##### Records for the task

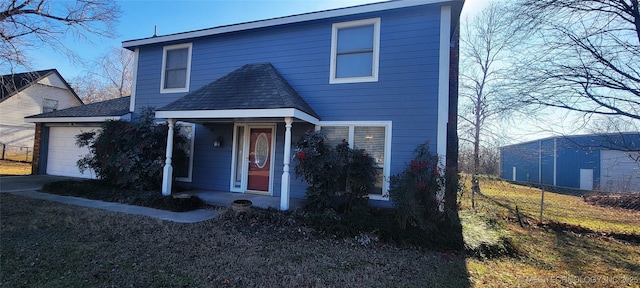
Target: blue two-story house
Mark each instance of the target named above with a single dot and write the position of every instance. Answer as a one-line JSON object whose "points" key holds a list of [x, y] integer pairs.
{"points": [[376, 75]]}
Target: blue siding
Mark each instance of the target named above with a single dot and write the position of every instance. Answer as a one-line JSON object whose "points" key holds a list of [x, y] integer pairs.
{"points": [[572, 154], [406, 92], [547, 156]]}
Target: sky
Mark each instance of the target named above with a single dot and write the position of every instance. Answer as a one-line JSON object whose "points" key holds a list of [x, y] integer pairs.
{"points": [[139, 17]]}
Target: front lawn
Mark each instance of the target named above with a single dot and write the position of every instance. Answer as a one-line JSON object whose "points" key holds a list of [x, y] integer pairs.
{"points": [[48, 244], [97, 190]]}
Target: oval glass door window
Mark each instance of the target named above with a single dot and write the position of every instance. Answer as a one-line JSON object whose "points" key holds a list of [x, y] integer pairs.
{"points": [[262, 150]]}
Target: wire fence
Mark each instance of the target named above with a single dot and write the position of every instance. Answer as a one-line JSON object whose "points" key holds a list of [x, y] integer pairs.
{"points": [[16, 153], [529, 204]]}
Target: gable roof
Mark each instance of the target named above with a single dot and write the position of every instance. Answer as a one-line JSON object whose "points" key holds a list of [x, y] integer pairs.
{"points": [[366, 8], [93, 112], [252, 86], [12, 84]]}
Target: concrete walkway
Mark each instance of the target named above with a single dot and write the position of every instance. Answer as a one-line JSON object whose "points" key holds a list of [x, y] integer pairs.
{"points": [[28, 186]]}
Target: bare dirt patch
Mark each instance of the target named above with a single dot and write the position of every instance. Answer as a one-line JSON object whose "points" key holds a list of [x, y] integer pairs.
{"points": [[14, 168]]}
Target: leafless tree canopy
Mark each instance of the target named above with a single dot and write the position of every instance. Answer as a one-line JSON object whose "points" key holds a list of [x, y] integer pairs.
{"points": [[28, 24], [111, 78], [487, 44], [582, 55]]}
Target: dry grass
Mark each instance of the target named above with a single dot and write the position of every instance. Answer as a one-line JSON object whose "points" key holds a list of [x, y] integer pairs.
{"points": [[14, 168], [503, 197], [551, 258], [46, 244]]}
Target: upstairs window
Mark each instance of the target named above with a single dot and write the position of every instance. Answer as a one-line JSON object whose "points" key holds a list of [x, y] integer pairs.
{"points": [[354, 51], [49, 105], [176, 68]]}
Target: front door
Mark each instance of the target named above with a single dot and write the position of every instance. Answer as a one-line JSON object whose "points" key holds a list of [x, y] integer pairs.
{"points": [[253, 159], [259, 159]]}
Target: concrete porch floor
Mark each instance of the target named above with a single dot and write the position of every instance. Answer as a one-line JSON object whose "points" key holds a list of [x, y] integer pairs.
{"points": [[221, 198]]}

##########

Quote, word for word, every line starting at the one that contains "Target: dry grass" and ending with the final line of the entries.

Target: dry grass
Mark each instance of the target named above with a single dot and write the position of every instance. Answer as a one-line JSON object whose "points" key holds a list of [x, y] integer pairs.
{"points": [[14, 168], [503, 197], [551, 258], [46, 244]]}
Target: upstairs window
Mark each instance of the target named above with a single dot and write the position of every instance. Answer as a one-line JSON object whose "points" key holds a list of [x, y] integer pairs.
{"points": [[354, 51], [49, 105], [176, 68]]}
Target: front door
Mark each instance of the target named above with a single dot and write the position of every instance. Answer as a one-line JSON object whose "points" key holds a list of [x, y] integer pairs.
{"points": [[253, 159], [259, 159]]}
Target: concrete porch floor
Mark each instance of the target named above with a single dot and write the position of every instance. Answer as a one-line JSON object whose "points" key holds a list of [x, y] integer pairs.
{"points": [[221, 198]]}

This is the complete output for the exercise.